SUPPLIED INFORMATION:
- - -
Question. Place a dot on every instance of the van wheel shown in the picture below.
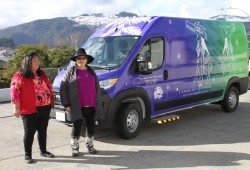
(129, 120)
(231, 100)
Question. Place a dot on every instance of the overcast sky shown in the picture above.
(14, 12)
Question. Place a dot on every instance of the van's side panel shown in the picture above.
(201, 57)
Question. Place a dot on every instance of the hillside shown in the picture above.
(54, 30)
(77, 29)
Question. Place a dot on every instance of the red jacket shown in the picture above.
(28, 96)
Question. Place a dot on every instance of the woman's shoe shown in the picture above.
(75, 147)
(47, 154)
(28, 159)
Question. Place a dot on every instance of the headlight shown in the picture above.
(106, 84)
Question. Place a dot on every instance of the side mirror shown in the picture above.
(144, 63)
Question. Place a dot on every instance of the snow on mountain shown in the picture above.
(231, 18)
(94, 19)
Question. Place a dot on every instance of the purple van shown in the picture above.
(149, 67)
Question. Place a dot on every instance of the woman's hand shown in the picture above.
(16, 112)
(68, 109)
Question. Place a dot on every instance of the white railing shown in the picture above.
(5, 95)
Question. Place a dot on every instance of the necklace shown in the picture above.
(86, 74)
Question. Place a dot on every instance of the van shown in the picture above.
(149, 67)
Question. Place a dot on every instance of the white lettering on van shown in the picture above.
(158, 93)
(226, 60)
(203, 62)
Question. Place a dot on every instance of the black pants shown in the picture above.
(36, 122)
(88, 113)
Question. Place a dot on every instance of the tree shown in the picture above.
(7, 42)
(53, 58)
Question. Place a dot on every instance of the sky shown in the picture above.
(15, 12)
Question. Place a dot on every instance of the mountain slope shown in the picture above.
(74, 29)
(58, 29)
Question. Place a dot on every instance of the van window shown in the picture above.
(155, 46)
(109, 52)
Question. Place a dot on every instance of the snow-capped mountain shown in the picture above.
(63, 27)
(81, 26)
(231, 18)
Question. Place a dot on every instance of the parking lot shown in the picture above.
(204, 138)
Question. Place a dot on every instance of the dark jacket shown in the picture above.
(69, 93)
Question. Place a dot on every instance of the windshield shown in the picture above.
(109, 52)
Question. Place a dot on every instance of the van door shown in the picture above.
(155, 81)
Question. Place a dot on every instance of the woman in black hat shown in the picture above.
(80, 95)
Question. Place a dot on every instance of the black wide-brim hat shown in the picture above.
(82, 52)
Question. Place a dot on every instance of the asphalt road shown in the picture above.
(204, 138)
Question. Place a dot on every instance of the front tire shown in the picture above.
(231, 100)
(129, 120)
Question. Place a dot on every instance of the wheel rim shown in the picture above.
(232, 99)
(132, 121)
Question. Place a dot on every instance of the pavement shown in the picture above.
(204, 138)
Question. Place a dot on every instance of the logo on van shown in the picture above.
(203, 61)
(158, 93)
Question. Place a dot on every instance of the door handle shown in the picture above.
(165, 74)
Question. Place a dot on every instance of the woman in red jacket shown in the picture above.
(32, 97)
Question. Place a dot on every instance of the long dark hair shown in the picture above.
(26, 69)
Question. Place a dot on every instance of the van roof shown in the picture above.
(123, 26)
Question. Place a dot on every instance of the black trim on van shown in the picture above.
(187, 100)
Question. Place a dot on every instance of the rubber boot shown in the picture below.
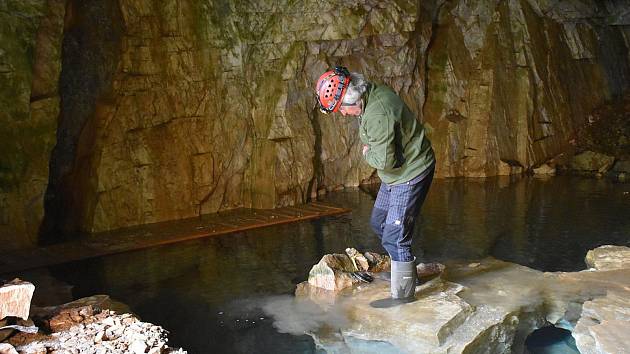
(402, 285)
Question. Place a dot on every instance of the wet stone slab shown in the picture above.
(490, 307)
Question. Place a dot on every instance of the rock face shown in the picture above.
(167, 110)
(15, 299)
(30, 63)
(486, 307)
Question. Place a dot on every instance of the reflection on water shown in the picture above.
(203, 290)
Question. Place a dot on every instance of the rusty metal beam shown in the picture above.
(135, 238)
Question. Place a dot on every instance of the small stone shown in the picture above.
(6, 348)
(138, 347)
(15, 299)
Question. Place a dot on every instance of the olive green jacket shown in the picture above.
(398, 146)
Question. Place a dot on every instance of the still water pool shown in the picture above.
(206, 291)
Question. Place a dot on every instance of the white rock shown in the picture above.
(15, 299)
(138, 347)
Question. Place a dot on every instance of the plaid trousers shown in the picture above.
(395, 212)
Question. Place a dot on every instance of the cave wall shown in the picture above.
(30, 42)
(509, 81)
(169, 109)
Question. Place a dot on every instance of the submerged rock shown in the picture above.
(486, 307)
(545, 169)
(590, 161)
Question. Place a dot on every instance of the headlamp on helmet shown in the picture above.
(330, 89)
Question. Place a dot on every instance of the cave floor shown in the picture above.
(145, 236)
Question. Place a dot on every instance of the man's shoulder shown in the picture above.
(383, 100)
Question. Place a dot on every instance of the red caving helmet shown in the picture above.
(331, 87)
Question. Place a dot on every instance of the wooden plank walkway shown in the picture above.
(145, 236)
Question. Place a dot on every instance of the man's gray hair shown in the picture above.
(356, 88)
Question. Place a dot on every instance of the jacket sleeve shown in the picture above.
(380, 133)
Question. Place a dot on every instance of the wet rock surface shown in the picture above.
(490, 306)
- - -
CHALLENGE: Reproduce the lines from the one containing "Question. Place a dot on every instance of the wooden" through the last row, including the requests, with every coordinate in the answers multiplied by 1.9 and rounded to a whole number, halves rounding up. Give only those lines.

RESPONSE BELOW:
Question. Place a dot on every instance of the wooden plank walkway shown in the picture above.
(276, 448)
Question. Place a dot on every instance of the man's gray hair shown in the picture above.
(676, 167)
Question. Place a dot on every instance of the jacket sleeve shown in the picture above.
(722, 253)
Question. Place a dot on every instance of the wet rock surface shown in the picture above.
(931, 581)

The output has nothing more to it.